| Exercise text |

◆ ◆ ◆

‘Irish’ Billy Briggs Mourned
by Alex Zdan/The Times
Monday June 16, 2008, 10:05 PM
HAMILTON — The stage is empty now. There’s no music to make people dance and clap.
Billy Briggs’ banjo is sitting in a chair, propped against the “IRA Call the Shots” poster hanging on the wall of Tir Na Nog. But the bar on Hamilton Avenue grows louder as voices mingle and join in; as men and women gather, they fill the building but still feeling a void where the music should be.
Described as kind, generous, wild and passionate, a jokester, a great conversationalist, a tireless soldier for a free and united Ireland, a man with appetites for drinks and cigars and life, Tir Na Nog owner “Irish” Billy Briggs died Sunday just before 7:30 p.m. at his home in Lawrence.
He was 56. Briggs was diagnosed with colon and liver cancer in May 2007, and had undergone chemotherapy and radiation treatment.
“We’re devastated, just the whole Irish community,” said Mary O’Rourke, joining friends sitting on barstools. Embracing as they entered, some swapped stories of times past, some smiled over past memories, some stared misty-eyed into their drinks.
Billy Briggs, in a Times file photo from July 2005.
“We had nothing when we came here, most of us had nothing,” said Maggie Connell, who came to the United States, and to Billy’s bar, from County Cavan in Ireland 20 years ago.

◆ ◆ ◆

| Records supplied |
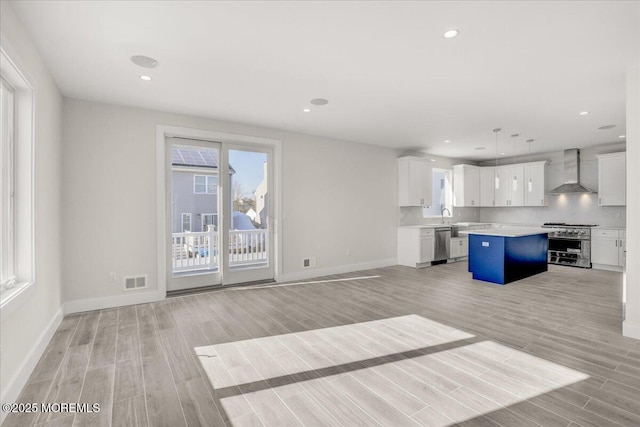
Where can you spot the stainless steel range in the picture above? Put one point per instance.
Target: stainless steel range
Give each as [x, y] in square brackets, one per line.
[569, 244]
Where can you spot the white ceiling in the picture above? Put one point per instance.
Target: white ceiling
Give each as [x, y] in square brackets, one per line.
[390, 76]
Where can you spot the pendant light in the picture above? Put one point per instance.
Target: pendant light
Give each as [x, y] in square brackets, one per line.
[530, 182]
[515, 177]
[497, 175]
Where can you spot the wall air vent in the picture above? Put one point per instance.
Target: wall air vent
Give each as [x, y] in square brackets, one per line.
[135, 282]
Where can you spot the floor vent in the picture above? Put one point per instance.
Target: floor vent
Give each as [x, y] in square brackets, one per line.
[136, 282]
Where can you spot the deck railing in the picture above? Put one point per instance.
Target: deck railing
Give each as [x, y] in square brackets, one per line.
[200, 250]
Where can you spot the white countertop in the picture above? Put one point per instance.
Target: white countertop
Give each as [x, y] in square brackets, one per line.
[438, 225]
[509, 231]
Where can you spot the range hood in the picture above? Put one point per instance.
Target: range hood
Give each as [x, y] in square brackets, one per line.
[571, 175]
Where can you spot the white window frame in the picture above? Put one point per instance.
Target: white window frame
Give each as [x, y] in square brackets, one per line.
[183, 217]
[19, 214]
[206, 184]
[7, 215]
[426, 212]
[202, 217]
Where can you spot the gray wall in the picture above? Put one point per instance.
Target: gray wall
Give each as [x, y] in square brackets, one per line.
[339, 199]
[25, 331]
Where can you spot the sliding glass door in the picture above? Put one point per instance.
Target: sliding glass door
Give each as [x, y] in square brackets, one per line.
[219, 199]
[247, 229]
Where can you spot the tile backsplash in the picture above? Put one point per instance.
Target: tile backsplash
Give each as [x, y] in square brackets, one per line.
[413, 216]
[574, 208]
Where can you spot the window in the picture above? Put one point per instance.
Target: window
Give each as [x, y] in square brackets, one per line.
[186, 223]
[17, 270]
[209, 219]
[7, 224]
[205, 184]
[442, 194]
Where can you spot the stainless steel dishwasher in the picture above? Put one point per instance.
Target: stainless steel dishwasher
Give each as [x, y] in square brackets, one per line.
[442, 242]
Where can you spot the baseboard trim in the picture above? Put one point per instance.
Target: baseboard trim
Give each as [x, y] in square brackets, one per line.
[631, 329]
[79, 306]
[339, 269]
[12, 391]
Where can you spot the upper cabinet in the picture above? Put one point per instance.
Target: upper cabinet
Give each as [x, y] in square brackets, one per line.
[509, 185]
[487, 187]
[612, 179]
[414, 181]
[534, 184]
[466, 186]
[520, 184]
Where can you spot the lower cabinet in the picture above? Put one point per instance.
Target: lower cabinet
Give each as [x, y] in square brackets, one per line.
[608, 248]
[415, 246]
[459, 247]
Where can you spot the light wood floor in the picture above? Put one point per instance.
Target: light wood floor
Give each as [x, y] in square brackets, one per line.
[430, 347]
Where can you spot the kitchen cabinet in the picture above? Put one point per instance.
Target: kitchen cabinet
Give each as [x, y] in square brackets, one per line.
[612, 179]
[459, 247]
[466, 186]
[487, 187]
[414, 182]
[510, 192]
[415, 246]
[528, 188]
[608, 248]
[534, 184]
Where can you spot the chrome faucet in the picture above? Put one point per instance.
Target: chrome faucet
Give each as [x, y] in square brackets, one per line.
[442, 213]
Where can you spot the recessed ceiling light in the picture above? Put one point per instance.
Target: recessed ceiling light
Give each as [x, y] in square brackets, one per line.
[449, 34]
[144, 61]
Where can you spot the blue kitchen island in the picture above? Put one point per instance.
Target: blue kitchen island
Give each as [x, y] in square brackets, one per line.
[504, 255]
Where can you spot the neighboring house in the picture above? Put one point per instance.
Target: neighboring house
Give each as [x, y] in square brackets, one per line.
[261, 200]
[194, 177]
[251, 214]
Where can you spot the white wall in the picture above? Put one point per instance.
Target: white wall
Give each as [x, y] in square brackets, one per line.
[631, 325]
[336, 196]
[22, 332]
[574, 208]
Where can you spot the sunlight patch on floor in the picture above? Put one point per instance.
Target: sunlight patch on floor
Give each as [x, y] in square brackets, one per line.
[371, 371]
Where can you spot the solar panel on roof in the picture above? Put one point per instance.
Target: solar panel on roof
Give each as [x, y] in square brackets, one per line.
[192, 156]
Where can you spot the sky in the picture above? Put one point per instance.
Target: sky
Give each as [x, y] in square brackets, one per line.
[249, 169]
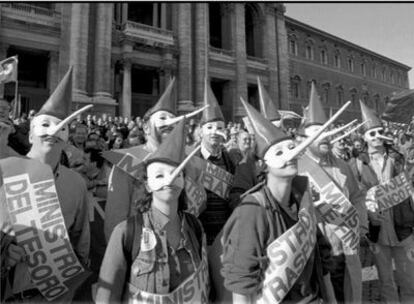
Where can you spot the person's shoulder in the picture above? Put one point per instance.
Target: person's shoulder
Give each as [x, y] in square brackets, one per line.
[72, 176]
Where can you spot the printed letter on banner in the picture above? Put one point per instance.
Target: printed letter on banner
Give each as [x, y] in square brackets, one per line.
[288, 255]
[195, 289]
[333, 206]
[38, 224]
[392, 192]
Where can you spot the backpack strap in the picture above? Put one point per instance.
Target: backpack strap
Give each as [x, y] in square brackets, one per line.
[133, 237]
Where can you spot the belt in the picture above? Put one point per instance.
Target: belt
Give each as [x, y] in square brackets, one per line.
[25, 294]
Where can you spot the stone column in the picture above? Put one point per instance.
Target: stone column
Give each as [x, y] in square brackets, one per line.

◆ ◆ ◆

| Exercise requirements |
- 1) List every person named in the article about Billy Briggs.
- 2) Supply the next part of the article about Billy Briggs, picking up after its final sentence.
You won't need the rows for this exercise.

| Exercise results |
- 1) Billy Briggs, Alex Zdan, Mary O'Rourke, Maggie Connell

- 2)
Briggs lent them furniture from his own house to help the immigrants from the land he loved get a start in a new home. Along the way, Tir Na Nog and Billy became a fixture in the neighborhood, a second home with a gregarious, big-hearted father figure. Many of the Irish community say they met their partners in the bar.
“I’m stuck with him because of Billy,” said Phil McCabe, gesturing to her husband Gabriel.
Jude Tracy, of Hamilton Square via Dublin, said Briggs made a genuine Irish pub in the heart of New Jersey, a place to visit not just for refreshment, but for fulfilling companionship.
“He made us feel like we were part of his family,” Tracy said. “He had that gift of just bringing people together.”
A viewing will be held Thursday at Tir Na Nog. Further funeral arrangements have yet to be announced.